(Records of labeled points)
————
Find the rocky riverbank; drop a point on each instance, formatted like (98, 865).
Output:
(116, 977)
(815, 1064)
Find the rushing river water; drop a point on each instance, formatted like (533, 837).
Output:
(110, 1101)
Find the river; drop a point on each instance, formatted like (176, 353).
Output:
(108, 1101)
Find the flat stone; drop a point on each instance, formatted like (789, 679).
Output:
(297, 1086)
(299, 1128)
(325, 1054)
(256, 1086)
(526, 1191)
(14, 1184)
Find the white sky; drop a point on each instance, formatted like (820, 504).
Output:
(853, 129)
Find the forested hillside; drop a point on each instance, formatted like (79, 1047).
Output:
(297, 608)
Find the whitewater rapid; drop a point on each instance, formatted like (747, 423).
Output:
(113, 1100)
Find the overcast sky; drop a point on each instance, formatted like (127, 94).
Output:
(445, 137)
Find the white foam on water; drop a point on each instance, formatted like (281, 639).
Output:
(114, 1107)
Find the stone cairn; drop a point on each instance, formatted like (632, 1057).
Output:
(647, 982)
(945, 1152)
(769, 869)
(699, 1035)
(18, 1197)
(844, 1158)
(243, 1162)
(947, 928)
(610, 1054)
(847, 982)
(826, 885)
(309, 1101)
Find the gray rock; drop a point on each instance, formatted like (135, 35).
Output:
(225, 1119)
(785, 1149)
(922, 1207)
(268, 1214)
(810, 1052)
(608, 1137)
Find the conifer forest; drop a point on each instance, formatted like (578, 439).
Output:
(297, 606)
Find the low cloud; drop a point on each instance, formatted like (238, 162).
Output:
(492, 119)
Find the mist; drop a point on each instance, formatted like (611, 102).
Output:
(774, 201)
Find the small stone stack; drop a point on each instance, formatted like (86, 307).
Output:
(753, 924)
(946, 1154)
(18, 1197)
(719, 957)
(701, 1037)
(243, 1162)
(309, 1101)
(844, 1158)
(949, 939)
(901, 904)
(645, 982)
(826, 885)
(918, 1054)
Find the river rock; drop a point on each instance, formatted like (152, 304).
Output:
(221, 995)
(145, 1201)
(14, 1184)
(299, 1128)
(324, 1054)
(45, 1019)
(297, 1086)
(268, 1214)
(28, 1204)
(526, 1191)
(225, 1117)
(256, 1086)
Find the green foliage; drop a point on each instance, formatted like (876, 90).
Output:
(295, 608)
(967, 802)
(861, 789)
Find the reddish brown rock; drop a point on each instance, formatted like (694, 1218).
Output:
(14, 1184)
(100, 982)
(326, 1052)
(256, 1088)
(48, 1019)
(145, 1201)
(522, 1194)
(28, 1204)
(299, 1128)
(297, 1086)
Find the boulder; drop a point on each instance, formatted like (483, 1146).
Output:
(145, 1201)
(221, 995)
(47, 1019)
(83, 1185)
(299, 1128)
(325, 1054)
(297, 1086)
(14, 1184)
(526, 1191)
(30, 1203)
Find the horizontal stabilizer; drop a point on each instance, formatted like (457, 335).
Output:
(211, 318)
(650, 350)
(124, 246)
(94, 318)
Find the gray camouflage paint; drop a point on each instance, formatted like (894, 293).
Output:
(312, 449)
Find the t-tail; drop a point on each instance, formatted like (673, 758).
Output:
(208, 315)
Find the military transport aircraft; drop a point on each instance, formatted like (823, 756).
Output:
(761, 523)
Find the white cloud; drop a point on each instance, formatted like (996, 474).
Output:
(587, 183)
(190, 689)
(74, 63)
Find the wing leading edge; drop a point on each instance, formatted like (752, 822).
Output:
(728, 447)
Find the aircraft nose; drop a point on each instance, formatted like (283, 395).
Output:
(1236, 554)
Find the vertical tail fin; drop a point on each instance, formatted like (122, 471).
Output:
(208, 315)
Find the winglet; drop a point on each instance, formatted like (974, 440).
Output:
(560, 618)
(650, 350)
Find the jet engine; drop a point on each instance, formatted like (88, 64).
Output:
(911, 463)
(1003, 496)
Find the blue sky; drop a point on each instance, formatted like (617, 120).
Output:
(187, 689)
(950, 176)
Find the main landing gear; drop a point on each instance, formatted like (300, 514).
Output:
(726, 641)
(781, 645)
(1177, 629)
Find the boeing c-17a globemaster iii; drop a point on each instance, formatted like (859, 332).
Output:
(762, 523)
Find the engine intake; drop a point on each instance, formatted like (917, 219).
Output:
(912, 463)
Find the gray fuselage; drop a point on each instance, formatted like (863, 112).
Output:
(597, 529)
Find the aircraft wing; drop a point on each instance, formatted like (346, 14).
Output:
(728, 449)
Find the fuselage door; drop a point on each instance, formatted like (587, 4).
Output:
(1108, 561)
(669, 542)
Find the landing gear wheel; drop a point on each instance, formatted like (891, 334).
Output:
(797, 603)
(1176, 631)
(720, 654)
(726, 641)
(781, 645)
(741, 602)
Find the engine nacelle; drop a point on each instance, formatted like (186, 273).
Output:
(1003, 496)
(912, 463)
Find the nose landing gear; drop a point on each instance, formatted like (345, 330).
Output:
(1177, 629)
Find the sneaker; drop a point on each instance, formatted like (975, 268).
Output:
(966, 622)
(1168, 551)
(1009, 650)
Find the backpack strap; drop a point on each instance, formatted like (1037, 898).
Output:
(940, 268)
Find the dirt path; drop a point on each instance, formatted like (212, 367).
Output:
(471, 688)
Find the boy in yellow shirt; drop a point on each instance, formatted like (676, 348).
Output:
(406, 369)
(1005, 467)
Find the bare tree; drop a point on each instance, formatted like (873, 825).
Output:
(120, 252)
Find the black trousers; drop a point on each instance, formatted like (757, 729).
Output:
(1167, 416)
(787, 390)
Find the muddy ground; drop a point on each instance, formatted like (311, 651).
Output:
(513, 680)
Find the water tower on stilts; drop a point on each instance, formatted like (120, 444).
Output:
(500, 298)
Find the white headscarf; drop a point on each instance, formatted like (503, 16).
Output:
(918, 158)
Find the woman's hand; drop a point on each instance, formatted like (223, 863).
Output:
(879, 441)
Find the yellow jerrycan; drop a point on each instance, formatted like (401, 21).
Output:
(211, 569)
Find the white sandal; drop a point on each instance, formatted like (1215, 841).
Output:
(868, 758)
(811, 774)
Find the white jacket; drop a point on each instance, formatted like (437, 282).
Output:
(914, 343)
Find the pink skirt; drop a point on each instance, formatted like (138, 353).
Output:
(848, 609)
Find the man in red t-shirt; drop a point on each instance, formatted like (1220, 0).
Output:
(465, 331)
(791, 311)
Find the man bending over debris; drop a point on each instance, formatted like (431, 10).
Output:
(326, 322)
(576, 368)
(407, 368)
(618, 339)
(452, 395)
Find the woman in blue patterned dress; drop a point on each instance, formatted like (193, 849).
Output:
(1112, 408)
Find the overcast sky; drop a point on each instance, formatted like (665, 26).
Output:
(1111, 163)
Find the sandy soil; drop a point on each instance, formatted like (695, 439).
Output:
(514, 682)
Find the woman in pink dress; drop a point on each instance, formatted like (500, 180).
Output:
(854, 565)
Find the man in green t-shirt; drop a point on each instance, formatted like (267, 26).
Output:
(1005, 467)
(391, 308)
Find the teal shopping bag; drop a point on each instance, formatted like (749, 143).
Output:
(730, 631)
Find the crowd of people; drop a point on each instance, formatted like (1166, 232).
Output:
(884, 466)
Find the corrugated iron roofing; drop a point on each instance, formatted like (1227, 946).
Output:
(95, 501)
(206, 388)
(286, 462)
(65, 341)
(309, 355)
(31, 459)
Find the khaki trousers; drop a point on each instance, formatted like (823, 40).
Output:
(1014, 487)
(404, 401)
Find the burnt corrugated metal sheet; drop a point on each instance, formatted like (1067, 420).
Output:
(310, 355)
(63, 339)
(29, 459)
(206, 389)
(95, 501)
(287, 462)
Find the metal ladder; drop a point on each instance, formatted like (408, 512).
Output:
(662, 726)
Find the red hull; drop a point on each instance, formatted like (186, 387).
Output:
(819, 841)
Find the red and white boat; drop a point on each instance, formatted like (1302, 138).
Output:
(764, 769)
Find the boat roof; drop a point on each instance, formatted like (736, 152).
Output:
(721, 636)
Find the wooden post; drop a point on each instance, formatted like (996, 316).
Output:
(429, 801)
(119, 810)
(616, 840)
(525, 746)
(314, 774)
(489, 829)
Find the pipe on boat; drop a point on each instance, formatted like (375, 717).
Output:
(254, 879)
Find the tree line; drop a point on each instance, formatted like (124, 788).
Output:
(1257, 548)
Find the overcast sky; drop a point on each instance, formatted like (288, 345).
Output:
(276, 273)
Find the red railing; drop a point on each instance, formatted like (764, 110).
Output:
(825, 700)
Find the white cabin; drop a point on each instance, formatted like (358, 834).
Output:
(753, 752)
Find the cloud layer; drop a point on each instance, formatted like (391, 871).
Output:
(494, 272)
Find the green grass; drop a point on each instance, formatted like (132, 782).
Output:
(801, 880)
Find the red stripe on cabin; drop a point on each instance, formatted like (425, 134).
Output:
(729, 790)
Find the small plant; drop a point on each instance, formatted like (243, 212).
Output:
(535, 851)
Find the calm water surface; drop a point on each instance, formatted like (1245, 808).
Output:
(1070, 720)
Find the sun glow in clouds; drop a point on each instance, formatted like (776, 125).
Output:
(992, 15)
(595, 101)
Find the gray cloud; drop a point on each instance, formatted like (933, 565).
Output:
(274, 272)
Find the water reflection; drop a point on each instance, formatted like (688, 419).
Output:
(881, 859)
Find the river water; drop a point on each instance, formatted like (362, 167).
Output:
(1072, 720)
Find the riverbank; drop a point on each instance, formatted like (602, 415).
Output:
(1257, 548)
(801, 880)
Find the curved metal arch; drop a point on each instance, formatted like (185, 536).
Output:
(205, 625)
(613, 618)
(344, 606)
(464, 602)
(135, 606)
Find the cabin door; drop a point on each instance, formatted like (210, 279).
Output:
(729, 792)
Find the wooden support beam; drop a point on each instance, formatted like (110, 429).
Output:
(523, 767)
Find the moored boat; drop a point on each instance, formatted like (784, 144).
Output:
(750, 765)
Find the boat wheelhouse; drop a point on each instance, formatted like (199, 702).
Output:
————
◆ What is being asked: Return the lines above, from the one containing "Find the curved" to the end, exactly as they stand.

◆ Result for this exercise:
Find the curved metal arch; drop a point on each instance, formatted like (185, 536).
Output:
(205, 625)
(613, 618)
(344, 606)
(464, 602)
(135, 606)
Find the cabin door; drop a point on each instance, formatted like (210, 279).
Output:
(729, 792)
Find the wooden support beam; drop a point on each instance, formatted like (110, 429).
Output:
(523, 767)
Find the moored boat; drop a point on each instance, formatted like (784, 144).
Output:
(750, 765)
Find the boat wheelhouse; drop a point on each instance, formatted like (199, 702).
Output:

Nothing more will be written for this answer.